**DESCRIPTION OF THE TASK:** Copy every line from the start of the entries through the line containing "point(349, 1042)", inclusive, and add 56 to each x and y coordinate in the points. Omit the pictures.

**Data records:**
☆ ☆ ☆ ☆ ☆
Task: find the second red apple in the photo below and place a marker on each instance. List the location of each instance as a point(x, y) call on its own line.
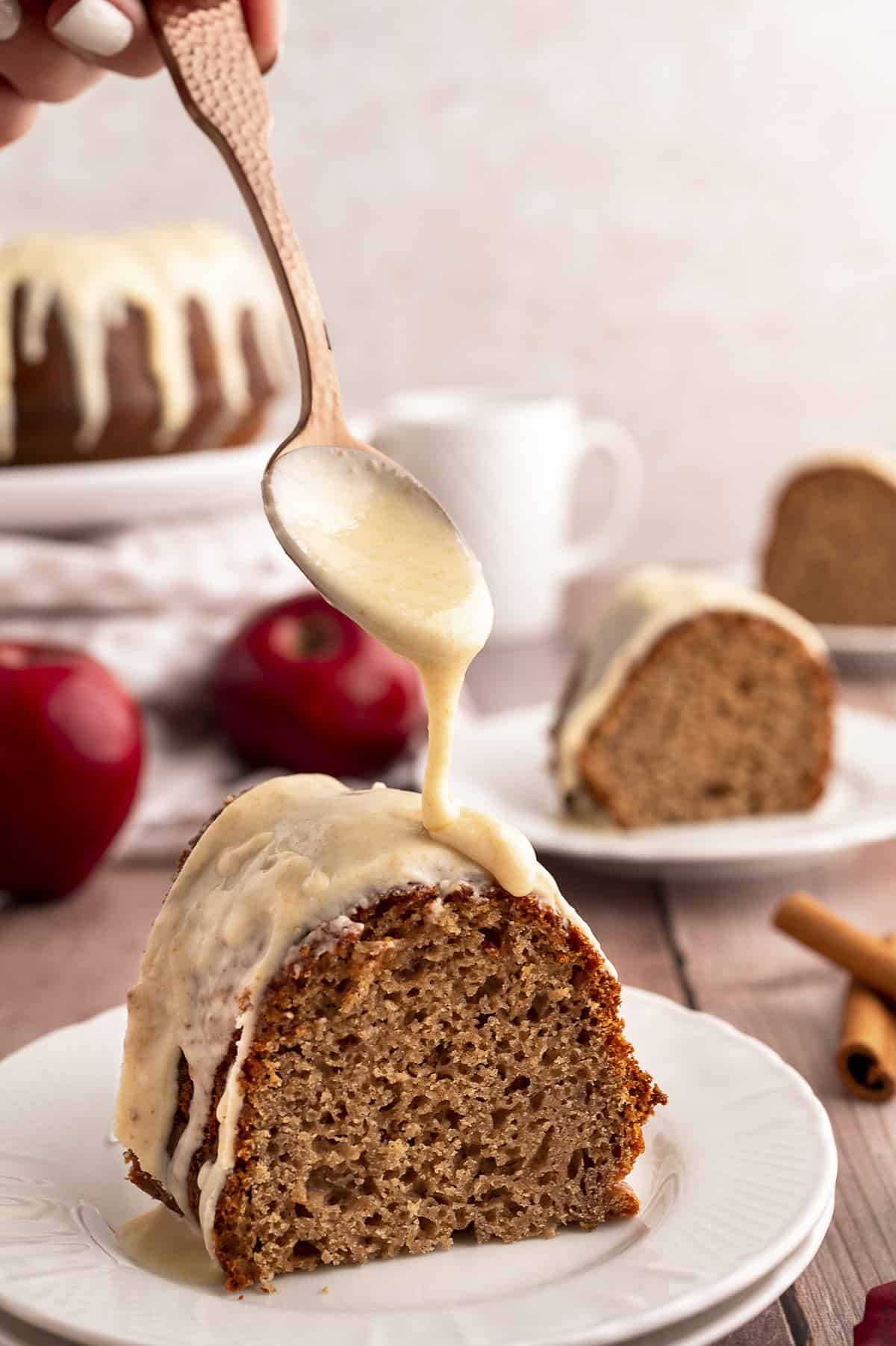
point(305, 688)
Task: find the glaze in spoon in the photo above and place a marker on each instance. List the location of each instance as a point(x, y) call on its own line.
point(208, 52)
point(365, 532)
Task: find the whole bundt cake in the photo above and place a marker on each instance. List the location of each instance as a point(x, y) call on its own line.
point(122, 346)
point(349, 1042)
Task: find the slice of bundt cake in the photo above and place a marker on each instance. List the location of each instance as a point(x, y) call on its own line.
point(832, 546)
point(347, 1042)
point(693, 700)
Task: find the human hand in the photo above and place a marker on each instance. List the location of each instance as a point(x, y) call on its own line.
point(53, 52)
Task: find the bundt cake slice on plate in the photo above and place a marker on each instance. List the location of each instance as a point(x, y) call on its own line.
point(694, 700)
point(832, 546)
point(347, 1042)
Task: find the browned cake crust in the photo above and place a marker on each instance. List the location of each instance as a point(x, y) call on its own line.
point(832, 548)
point(455, 1065)
point(728, 715)
point(47, 415)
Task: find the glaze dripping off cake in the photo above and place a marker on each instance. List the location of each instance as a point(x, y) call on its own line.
point(832, 546)
point(347, 1042)
point(122, 346)
point(693, 700)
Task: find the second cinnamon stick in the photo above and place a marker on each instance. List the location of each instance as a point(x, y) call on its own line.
point(868, 957)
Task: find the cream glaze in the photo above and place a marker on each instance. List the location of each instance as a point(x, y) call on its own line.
point(389, 558)
point(278, 864)
point(644, 608)
point(90, 281)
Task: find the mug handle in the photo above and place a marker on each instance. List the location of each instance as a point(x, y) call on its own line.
point(611, 439)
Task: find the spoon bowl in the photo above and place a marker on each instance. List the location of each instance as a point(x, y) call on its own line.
point(377, 546)
point(320, 474)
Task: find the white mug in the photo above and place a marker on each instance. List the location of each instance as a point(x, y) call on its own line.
point(505, 470)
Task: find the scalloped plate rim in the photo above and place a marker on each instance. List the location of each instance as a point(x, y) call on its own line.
point(686, 1305)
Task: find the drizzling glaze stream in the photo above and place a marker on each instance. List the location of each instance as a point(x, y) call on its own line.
point(387, 555)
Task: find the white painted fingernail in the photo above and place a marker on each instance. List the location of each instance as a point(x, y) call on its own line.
point(96, 27)
point(10, 19)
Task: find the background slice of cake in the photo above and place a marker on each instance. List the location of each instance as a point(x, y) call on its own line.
point(692, 700)
point(128, 345)
point(347, 1042)
point(832, 546)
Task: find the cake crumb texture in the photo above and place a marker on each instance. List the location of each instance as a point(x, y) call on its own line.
point(728, 715)
point(455, 1065)
point(832, 551)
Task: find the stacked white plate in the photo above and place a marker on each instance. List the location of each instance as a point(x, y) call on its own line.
point(736, 1193)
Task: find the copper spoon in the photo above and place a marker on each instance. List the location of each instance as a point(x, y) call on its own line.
point(208, 50)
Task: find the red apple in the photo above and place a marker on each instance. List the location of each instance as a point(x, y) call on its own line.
point(305, 688)
point(70, 753)
point(879, 1325)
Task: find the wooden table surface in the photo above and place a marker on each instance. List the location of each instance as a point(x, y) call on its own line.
point(709, 947)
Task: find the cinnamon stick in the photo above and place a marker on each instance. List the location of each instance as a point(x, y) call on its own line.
point(867, 1053)
point(867, 956)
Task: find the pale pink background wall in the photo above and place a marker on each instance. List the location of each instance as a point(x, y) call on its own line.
point(682, 211)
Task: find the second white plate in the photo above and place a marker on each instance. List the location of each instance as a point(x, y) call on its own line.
point(501, 766)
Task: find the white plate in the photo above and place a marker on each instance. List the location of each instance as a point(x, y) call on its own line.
point(82, 496)
point(706, 1329)
point(700, 1330)
point(75, 497)
point(739, 1170)
point(862, 649)
point(501, 765)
☆ ☆ ☆ ☆ ☆
**SOLUTION FOR THIS TASK:**
Task: find the second red apple in the photo below and place a marker on each instance. List the location of each instance as a point(x, y) call on its own line.
point(361, 744)
Task: find the glaze in spoon in the photo above and place a marker on each instance. List the location of each instance as a point(x, y) call on its own line.
point(264, 108)
point(421, 588)
Task: find the whole bundt cake in the photo above and place a marker on each instance. List the location of each instance as a point(x, y) call on its own line.
point(178, 402)
point(405, 1098)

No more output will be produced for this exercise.